====== PASSAGE TO READ ======

= The Lion Woman =

2006 novel by Erik Fosnes Hansen

The Lion Woman (in Norwegian: Løvekvinnen) is a novel by the Norwegian writer Erik Fosnes Hansen. It was published in 2006, and a film adaptation was released in 2016.

==Story==
The book tells the story of Eva Arctander, who was born with hypertrichosis, which causes an abnormal amount of hair growth over the body. The novel describes her life from birth until the age of 13 or 14. She is examined by doctors in a degrading manner and bullied at school. She falls in love and experiences respect and disrespect. The book opens with her as part of a traveling theater group along with others with rare diseases or abnormalities. The book then goes back in time, and describing her experiences in relation to her condition and the people she meets. The book alternates between first-person and third-person narration.

======

WHAT YOU NEED TO DO — Pick up the article on the novel The Lion Woman after its final sentence and extend it.

====== GIVEN ENTRIES ======

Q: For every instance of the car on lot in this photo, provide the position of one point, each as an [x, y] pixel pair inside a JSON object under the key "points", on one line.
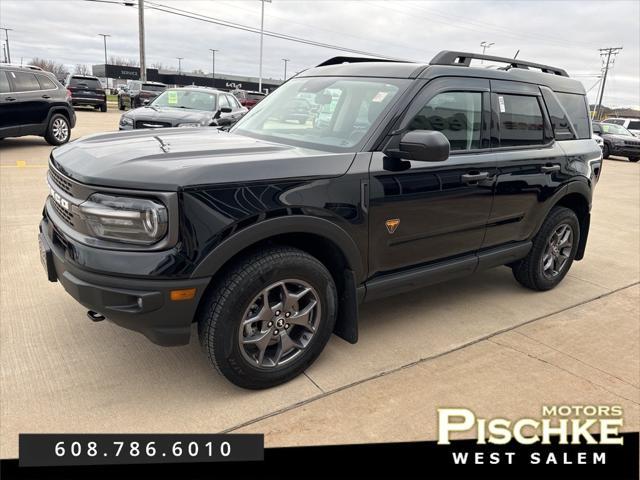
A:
{"points": [[33, 102], [87, 91], [139, 93], [271, 234], [247, 98], [631, 124], [618, 141], [185, 107]]}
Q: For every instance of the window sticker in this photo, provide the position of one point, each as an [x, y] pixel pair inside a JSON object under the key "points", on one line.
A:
{"points": [[501, 102]]}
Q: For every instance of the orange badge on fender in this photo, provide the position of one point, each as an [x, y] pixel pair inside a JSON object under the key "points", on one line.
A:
{"points": [[392, 224]]}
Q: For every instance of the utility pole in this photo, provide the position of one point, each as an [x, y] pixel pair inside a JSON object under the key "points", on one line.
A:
{"points": [[143, 66], [608, 52], [261, 42], [6, 33], [104, 36], [213, 66]]}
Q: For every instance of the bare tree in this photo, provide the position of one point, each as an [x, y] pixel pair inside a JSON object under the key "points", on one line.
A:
{"points": [[81, 69], [58, 69]]}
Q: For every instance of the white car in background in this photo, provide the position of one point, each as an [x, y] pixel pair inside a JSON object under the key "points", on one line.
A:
{"points": [[631, 124]]}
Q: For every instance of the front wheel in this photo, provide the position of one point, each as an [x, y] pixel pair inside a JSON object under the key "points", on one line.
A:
{"points": [[269, 317], [552, 252]]}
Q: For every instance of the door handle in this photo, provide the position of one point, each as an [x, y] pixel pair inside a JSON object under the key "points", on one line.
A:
{"points": [[474, 177]]}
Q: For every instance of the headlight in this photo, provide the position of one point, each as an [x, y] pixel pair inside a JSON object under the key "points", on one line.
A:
{"points": [[124, 219]]}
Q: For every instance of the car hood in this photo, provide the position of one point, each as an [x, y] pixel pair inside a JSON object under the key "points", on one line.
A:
{"points": [[168, 159], [169, 114]]}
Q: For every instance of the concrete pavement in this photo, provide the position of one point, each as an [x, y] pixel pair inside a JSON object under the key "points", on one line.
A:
{"points": [[482, 342]]}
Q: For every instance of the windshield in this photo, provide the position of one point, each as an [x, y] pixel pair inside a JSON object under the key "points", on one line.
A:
{"points": [[153, 88], [614, 129], [321, 112], [193, 100]]}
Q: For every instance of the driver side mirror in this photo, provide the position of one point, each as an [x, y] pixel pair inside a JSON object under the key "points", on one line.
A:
{"points": [[423, 146]]}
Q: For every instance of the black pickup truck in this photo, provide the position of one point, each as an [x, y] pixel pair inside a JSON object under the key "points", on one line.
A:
{"points": [[270, 235]]}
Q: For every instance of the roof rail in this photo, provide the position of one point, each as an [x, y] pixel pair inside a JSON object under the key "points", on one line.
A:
{"points": [[339, 60], [463, 59], [17, 65]]}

======

WRITTEN ANSWER —
==Reception==
The book received very good reviews in many Norwegian newspapers. The author was praised for a well-written book and for his psychological insight. The audiobook edition, which was read by Fosnes Hansen himself, also received good reviews.

==Awards==

2006: Norwegian Booksellers' Prize.

==Editions==

- 2007: Cappelen Damm, paperback. ISBN 9788202281977
- 2006: Cappelen Damm, audiobook, read by Erik Fosnes Hansen. ISBN 9788202265878
- 2006: Cappelen Damm, hardcover. ISBN 9788202241353.